Your message dated Fri, 25 Feb 2011 22:15:42 +0100
with message-id <[email protected]>
and subject line Re: Bug#531659: [Pkg-utopia-maintainers] Bug#531659: hal-info:
Audio keys in MSI Wind don't work
has caused the Debian Bug report #531659,
regarding hal-info: Audio keys in MSI Wind don't work
to be marked as done.
This means that you claim that the problem has been dealt with.
If this is not the case it is now your responsibility to reopen the
Bug report if necessary, and/or fix the problem forthwith.
(NB: If you are a system administrator and have no idea what this
message is talking about, this may indicate a serious mail system
misconfiguration somewhere. Please contact [email protected]
immediately.)
--
531659: http://bugs.debian.org/cgi-bin/bugreport.cgi?bug=531659
Debian Bug Tracking System
Contact [email protected] with problems
--- Begin Message ---
Package: hal-info
Version: 20090309-1
Severity: normal
[ I'm not sure how audio keys are supposed to work, so maybe this is not the
right place to report it, but here it goes. ]
When I hit the Fn-F7, Fn-F8, Fn-F9 keys (resp. volume-down, volume-up, mute)
on my MSI Wind, nothing seems to happen. I don't get any "setkeycodes"
errors in dmesg, and instead get unmapped keycoeds in X: "xev" tells me
the three keys generate the X keycodes 174, 176, and 160 (respectively).
Following some hints found at
http://people.freedesktop.org/~hughsient/quirk/quirk-keymap-try.html,
I tried to add a file /etc/hal/fdi/information/foo.fdi:
<?xml version="1.0" encoding="ISO-8859-1"?> <!-- -*- SGML -*- -->
<deviceinfo version="0.2">
<device>
<!-- These are raw scancodes produced by the atkbd driver -->
<match key="@input.originating_device:info.linux.driver" string="atkbd">
<match
key="/org/freedesktop/Hal/devices/computer:system.hardware.vendor"
prefix="MICRO-STAR">
<match
key="/org/freedesktop/Hal/devices/computer:system.hardware.product"

Dataset rows ::
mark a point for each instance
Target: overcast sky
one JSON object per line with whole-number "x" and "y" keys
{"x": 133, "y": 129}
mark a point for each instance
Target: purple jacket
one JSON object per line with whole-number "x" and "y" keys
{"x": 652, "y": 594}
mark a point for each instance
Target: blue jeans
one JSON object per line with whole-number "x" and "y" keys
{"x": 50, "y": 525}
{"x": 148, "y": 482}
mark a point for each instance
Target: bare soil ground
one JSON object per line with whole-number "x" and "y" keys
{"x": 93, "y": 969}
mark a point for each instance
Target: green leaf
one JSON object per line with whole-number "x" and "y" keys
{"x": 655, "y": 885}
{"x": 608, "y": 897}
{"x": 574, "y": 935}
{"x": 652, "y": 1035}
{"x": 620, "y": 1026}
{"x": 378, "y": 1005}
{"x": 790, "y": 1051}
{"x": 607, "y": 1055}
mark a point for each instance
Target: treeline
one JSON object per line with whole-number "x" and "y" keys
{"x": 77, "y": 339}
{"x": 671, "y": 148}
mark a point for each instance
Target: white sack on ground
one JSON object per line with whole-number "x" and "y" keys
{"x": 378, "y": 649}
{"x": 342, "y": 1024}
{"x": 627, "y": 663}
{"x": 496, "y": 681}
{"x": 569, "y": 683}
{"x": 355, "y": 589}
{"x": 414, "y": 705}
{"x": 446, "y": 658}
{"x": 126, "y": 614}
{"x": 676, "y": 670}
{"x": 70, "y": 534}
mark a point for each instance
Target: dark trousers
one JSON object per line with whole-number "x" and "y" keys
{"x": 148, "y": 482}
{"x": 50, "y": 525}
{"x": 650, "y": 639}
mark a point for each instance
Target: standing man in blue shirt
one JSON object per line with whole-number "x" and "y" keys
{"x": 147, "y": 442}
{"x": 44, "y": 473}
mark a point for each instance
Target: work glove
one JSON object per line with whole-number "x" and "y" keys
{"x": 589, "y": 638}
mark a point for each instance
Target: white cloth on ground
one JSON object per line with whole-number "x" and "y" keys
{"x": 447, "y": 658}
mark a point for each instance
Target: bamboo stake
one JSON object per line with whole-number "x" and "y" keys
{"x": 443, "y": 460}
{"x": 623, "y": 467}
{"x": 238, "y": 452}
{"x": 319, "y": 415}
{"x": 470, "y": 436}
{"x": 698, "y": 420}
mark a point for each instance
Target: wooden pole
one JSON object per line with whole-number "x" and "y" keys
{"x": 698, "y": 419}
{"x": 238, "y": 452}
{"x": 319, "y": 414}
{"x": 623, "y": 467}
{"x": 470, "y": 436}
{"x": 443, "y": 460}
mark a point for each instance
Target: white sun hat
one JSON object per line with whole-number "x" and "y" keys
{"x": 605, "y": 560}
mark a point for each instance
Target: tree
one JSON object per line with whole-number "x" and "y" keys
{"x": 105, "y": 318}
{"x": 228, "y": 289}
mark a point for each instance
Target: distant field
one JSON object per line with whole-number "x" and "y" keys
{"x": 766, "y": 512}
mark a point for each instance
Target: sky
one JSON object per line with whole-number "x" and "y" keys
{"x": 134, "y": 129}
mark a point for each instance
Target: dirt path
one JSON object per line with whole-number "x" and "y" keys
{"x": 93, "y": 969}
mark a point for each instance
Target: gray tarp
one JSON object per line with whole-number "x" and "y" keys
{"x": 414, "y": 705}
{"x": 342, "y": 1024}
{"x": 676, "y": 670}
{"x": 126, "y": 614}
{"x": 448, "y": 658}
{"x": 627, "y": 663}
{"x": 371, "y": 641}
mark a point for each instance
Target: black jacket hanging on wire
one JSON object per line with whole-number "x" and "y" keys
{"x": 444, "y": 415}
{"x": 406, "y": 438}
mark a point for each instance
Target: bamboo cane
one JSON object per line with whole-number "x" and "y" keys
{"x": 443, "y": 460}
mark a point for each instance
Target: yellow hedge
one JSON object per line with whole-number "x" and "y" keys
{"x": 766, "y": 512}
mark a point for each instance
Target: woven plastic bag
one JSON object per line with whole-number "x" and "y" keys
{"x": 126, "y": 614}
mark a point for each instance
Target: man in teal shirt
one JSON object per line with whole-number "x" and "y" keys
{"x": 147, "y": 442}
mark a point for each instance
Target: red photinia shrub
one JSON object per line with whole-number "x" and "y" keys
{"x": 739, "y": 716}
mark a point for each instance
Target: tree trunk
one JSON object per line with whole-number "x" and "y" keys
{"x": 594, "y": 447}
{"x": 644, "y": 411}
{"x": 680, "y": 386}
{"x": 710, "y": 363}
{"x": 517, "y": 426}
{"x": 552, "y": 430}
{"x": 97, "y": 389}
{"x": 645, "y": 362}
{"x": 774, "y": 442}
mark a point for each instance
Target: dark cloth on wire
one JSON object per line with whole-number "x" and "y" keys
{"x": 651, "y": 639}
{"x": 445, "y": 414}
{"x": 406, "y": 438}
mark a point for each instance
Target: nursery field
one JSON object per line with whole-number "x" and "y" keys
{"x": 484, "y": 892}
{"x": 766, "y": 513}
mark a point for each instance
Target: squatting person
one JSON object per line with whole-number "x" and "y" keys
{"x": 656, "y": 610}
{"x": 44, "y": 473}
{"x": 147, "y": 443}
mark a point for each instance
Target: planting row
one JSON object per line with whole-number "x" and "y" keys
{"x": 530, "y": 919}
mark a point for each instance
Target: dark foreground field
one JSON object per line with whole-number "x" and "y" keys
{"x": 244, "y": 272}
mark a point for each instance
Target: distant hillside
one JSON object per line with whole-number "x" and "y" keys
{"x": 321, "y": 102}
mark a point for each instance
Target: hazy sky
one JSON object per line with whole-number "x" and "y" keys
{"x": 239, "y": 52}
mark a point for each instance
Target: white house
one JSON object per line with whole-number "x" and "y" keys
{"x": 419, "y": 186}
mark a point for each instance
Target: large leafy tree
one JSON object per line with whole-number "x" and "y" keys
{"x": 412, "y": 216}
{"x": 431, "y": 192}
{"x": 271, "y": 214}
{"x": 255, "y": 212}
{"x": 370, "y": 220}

Tasks to complete ::
A) Transcribe the passage of the Debian bug report above from "Your message dated" up to and including "the problem forthwith.".
B) List each key combination the Debian bug report says was pressed on the MSI Wind, with the function each one is meant to have.

Solution set ::
A)
Your message dated Fri, 25 Feb 2011 22:15:42 +0100
with message-id <[email protected]>
and subject line Re: Bug#531659: [Pkg-utopia-maintainers] Bug#531659: hal-info:
Audio keys in MSI Wind don't work
has caused the Debian Bug report #531659,
regarding hal-info: Audio keys in MSI Wind don't work
to be marked as done.
This means that you claim that the problem has been dealt with.
If this is not the case it is now your responsibility to reopen the
Bug report if necessary, and/or fix the problem forthwith.

B)
Fn-F7: volume-down
Fn-F8: volume-up
Fn-F9: mute